● Instruction:
Quote the lines below exactly, from the one that holds "In this exercise you will mark the instruction" through the final line of the records, and only those.

:::::

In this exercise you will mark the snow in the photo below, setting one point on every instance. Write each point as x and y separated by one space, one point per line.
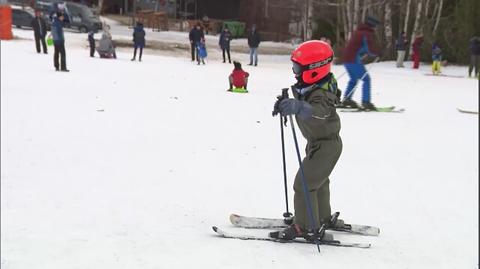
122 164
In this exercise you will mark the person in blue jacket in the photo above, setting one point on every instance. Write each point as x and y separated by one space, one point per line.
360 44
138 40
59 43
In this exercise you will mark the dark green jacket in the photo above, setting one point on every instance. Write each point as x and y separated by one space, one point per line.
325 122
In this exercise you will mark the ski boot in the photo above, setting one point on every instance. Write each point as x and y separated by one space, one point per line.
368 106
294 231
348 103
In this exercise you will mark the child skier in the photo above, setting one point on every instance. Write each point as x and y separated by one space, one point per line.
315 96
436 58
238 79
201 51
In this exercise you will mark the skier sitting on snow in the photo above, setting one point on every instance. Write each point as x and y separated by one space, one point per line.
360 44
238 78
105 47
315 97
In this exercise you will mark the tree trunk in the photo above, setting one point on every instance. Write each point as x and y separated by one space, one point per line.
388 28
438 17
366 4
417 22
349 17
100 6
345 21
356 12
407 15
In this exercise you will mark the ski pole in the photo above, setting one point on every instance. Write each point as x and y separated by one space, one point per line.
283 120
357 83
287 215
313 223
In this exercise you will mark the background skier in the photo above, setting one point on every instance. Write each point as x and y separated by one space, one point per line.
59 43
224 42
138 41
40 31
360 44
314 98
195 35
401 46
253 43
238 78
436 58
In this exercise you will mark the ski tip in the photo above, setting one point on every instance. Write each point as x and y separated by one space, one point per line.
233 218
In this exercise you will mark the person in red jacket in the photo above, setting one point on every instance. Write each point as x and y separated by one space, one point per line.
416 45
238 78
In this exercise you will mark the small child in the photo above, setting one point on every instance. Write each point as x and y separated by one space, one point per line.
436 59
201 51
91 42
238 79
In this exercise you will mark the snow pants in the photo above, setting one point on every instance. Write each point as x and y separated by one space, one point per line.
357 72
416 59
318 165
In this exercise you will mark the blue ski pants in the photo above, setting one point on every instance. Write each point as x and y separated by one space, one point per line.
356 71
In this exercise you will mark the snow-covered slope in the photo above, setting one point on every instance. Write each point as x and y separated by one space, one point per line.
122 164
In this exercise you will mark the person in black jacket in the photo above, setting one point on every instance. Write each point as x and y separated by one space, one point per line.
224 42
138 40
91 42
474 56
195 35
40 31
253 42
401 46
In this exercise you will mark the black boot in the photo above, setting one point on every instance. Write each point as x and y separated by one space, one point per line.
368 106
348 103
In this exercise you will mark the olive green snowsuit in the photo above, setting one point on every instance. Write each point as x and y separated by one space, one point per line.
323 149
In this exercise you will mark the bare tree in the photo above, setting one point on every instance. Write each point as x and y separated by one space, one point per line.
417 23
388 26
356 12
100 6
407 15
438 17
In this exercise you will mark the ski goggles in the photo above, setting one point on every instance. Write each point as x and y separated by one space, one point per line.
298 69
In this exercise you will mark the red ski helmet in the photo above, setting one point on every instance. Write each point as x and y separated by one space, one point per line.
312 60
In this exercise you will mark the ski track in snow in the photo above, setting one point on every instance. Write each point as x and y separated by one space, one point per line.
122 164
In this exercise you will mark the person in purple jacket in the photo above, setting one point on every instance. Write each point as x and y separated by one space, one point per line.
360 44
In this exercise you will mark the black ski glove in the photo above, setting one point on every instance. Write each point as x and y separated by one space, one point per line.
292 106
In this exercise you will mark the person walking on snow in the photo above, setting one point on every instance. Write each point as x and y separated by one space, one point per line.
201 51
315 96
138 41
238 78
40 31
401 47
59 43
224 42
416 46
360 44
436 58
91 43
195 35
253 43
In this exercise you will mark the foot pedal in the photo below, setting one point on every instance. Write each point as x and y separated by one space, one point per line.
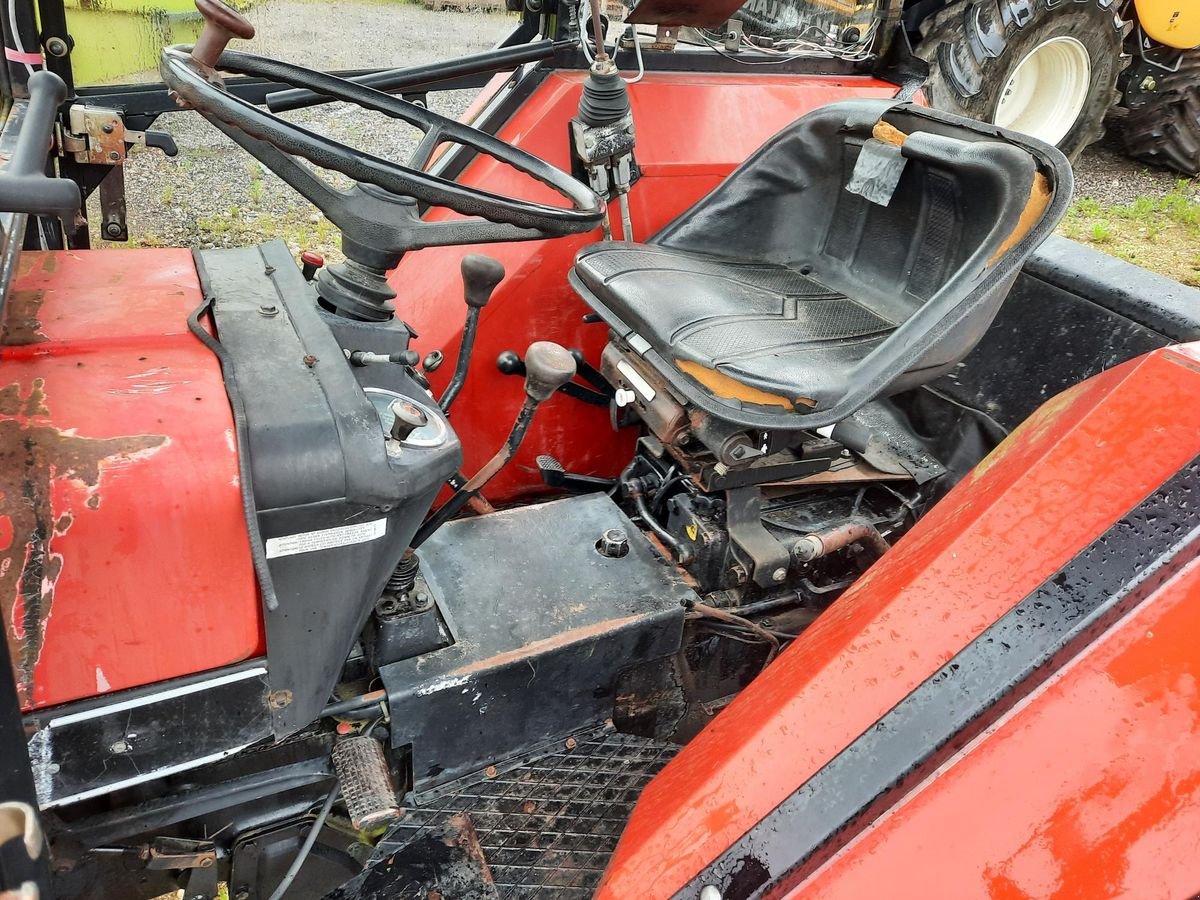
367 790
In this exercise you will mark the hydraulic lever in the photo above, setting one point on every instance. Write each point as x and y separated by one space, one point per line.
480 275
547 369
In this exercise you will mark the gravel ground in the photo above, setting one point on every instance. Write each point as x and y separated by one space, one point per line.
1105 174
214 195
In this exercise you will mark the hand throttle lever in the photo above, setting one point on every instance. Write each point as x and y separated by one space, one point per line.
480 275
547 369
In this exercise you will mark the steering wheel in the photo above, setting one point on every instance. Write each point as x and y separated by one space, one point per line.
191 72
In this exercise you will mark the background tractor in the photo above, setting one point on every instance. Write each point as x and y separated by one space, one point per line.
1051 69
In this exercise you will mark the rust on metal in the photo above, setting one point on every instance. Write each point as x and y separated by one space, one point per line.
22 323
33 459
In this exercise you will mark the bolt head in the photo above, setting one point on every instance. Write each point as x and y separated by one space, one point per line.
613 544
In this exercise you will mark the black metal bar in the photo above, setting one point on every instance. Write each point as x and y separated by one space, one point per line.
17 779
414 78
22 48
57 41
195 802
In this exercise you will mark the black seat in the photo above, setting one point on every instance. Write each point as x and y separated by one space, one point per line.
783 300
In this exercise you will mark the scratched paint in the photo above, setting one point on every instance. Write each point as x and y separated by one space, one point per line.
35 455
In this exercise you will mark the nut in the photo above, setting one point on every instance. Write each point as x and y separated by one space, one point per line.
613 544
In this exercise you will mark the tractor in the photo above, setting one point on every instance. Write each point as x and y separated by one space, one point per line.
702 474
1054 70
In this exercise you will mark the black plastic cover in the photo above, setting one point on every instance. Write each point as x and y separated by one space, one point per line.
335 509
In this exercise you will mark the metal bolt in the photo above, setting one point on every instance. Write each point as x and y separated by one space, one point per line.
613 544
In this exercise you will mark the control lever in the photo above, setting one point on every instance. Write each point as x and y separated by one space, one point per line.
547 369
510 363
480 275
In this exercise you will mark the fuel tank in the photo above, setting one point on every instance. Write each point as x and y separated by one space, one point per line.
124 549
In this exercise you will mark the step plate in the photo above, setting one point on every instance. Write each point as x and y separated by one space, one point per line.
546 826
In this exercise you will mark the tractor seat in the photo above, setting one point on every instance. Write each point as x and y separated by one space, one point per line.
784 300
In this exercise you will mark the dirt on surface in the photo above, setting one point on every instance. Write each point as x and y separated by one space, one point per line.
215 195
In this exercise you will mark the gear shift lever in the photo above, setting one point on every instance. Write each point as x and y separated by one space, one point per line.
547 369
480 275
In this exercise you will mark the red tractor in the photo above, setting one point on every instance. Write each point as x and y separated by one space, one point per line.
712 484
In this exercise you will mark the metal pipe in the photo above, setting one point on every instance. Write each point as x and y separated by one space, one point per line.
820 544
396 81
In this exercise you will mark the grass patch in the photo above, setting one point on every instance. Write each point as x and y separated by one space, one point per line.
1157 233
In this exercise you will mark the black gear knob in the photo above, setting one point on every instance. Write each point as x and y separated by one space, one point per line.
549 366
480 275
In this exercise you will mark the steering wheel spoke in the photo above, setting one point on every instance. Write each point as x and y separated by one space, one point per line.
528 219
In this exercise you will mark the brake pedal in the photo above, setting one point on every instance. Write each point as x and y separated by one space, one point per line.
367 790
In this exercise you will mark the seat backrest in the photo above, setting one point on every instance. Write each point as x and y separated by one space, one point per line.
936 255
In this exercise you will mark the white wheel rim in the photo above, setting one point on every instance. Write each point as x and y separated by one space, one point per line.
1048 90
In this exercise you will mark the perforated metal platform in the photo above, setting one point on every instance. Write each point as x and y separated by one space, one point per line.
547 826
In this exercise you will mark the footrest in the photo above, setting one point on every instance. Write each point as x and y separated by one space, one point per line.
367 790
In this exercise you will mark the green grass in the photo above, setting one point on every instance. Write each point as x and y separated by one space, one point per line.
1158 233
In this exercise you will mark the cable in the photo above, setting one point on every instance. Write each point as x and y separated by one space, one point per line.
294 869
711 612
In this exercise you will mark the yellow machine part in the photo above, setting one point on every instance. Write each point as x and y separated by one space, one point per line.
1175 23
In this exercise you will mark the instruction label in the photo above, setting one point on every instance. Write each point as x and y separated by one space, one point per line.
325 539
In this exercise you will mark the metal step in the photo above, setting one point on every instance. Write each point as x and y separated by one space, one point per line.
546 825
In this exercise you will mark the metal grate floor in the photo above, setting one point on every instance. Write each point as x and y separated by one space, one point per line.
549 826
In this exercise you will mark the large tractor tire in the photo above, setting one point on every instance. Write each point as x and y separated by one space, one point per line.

:::::

● Exercise output:
In this exercise you will mark the instruction label in the photo above, setting one point on every instance. Write each point as x and y separated by one space, one point per line.
325 539
In this exercise you will mark the metal step in the photo above, setting one point on every instance. Write each point as x and y separated by one space, one point per line.
546 825
In this exercise you will mark the metal grate floor in the photo above, setting one point on every instance. Write each point as x and y separated by one space, one point per line.
549 826
In this exercise you will mark the large tractor tire in the photo above, setting one point on every instance. Write each point as x and y separated by one space, one point per line.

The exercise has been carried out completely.